▸ **ACTIVITY**:
Examine the material below and count the lines that hold the word "street". Report only the number.

- - - - -

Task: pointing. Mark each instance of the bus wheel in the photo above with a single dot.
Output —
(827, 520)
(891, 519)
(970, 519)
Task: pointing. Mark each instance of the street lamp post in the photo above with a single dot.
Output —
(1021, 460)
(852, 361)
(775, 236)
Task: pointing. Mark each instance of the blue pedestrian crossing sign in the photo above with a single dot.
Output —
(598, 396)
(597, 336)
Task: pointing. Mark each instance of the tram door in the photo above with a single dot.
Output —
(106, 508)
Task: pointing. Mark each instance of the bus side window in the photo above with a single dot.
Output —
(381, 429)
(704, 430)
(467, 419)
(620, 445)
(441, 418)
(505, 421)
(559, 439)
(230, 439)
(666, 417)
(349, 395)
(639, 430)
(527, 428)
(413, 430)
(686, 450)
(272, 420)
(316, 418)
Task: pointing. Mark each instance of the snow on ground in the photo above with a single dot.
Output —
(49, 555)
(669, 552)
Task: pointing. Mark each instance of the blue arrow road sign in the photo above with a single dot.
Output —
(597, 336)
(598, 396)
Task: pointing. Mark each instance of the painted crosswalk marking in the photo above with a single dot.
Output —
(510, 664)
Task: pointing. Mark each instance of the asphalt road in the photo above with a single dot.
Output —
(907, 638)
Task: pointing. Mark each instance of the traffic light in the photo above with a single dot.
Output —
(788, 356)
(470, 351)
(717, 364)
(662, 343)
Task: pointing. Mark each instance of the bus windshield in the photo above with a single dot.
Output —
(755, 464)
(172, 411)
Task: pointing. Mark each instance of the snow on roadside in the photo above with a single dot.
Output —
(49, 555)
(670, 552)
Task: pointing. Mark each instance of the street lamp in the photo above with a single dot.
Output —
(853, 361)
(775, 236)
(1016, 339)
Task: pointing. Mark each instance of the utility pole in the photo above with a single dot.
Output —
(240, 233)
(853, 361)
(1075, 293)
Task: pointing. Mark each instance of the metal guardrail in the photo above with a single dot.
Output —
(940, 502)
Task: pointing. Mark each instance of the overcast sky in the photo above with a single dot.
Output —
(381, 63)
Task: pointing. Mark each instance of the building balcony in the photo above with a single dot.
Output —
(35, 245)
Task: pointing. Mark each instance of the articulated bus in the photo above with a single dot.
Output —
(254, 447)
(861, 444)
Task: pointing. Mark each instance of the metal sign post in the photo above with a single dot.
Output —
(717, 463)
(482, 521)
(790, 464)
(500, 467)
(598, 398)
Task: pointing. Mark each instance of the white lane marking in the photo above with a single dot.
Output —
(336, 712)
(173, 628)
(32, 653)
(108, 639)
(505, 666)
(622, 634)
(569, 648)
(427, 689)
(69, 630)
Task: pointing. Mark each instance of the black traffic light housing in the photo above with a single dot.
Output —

- - - - -

▸ **EXPECTED ANSWER**:
2